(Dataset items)
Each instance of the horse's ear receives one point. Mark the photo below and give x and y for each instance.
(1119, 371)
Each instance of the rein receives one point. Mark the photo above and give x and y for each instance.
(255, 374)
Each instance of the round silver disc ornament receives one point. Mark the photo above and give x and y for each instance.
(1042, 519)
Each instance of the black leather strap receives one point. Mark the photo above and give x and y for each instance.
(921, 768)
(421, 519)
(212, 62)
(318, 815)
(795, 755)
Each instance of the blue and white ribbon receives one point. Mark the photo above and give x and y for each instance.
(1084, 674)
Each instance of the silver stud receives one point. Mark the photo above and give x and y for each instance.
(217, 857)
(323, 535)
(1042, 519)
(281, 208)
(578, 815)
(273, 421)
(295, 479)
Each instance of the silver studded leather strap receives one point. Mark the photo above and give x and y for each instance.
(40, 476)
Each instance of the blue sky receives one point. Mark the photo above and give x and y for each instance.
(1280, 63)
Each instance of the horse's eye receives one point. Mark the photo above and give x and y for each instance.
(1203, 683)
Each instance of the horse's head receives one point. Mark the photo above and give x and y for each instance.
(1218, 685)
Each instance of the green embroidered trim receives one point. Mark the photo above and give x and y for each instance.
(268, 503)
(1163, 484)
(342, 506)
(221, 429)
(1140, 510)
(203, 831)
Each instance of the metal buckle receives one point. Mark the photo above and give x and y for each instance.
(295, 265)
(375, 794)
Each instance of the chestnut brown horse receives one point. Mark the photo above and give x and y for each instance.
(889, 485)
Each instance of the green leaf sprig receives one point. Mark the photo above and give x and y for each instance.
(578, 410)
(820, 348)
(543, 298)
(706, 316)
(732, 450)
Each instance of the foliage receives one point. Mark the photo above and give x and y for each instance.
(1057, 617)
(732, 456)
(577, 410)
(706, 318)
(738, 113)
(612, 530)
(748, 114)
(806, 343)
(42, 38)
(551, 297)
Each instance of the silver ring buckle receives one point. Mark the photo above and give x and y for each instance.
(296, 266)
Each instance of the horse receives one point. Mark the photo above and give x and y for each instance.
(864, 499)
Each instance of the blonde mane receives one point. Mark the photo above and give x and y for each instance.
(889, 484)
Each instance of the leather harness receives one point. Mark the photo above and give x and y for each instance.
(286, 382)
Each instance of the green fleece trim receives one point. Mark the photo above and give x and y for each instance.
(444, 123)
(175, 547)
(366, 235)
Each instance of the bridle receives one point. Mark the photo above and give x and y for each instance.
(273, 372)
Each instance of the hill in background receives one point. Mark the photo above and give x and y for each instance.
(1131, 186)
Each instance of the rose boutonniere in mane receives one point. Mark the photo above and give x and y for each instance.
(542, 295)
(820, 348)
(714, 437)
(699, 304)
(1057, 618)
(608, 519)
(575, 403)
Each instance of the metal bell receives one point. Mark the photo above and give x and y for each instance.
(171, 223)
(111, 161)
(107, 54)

**TASK GOAL:** Every entry should be reproduced word for word.

**RESULT OF THIS EXERCISE:**
Each instance of the horse's ear receives one point. Mark the photo below and give x and y for each instance.
(1119, 371)
Each instance of the rein receives one point. Mark the photo above and give x and y for each instance.
(255, 374)
Each instance of the round silver disc ornament receives one point. Mark the photo above and give x and y for each instance.
(1042, 519)
Each instance of the black leather strap receives one point. Mark the photo above and give x and y for each instance.
(921, 768)
(421, 519)
(212, 62)
(318, 815)
(795, 755)
Each instance of the blue and white ribbon receives one point. Mark the photo above and give x and y for each instance.
(1084, 674)
Each instance of the silver stud receives one point. Mark the photo above and give x and y for each instance.
(217, 857)
(323, 535)
(1042, 519)
(281, 208)
(578, 815)
(273, 421)
(295, 479)
Each instance of the silver studded leather strap receives one point. Mark the photo above and give x and y for each instance.
(40, 476)
Each instance of the blue sky receives one point. Mark the photo above and give x and y for each instance.
(1280, 63)
Each instance of the horse's eye receives one point. Mark the photo above and give x and y for each instance.
(1203, 683)
Each instance of the horse's head receives one point. Mark the photo above and give x and y for each instance.
(1218, 685)
Each instance of the green embroidered trim receives one point. Mark the photo above and give x and y for each instance.
(268, 503)
(1163, 484)
(342, 506)
(221, 429)
(1140, 510)
(203, 831)
Each instance of the metal buckle receives one point. Mark the photo above and give x and y for each instance.
(295, 265)
(375, 794)
Each instance of the chestnut brown horse receives one point. Mark the photo above and give x and y for each instance.
(889, 485)
Each instance of the green leaf sprig receives one point. Mark the photo above and give x and y for each instance.
(578, 410)
(820, 348)
(543, 298)
(706, 316)
(732, 450)
Each instance of the foliage receives one point. Mark the photo above and give x and y for each instance.
(1057, 617)
(732, 456)
(577, 410)
(706, 318)
(738, 113)
(612, 530)
(748, 114)
(806, 343)
(42, 38)
(551, 297)
Each instance of the silver ring buckle receives one point. Mark the photo above and give x and y for each instance.
(296, 266)
Each instance of the horse receives one point. Mark the photo above and give x and y for each instance.
(864, 499)
Each instance of the blonde mane receives one point. Mark the photo above and give x and y for each instance.
(889, 484)
Each instance of the leather harness receives one point. Mark the photo above and give x and y for each instance.
(286, 382)
Each instance of the green fleece trim receives one point. Mark the photo above and give x and y for each instance.
(444, 123)
(175, 547)
(366, 235)
Each instance of the bridle receives one point. Mark the photo above and give x and y for each instance.
(273, 372)
Each instance of the hill in background receives one point. Mark the photo above and give x and y for each instance.
(1131, 186)
Each instance of the rose boutonniere in mane receives one point. Mark the photo above and give x and y for each instance.
(542, 295)
(820, 348)
(714, 437)
(699, 304)
(1057, 618)
(608, 519)
(575, 403)
Each instance of the metal bell receives one point. Mark the photo above and give x and y for each instance.
(171, 223)
(111, 161)
(107, 54)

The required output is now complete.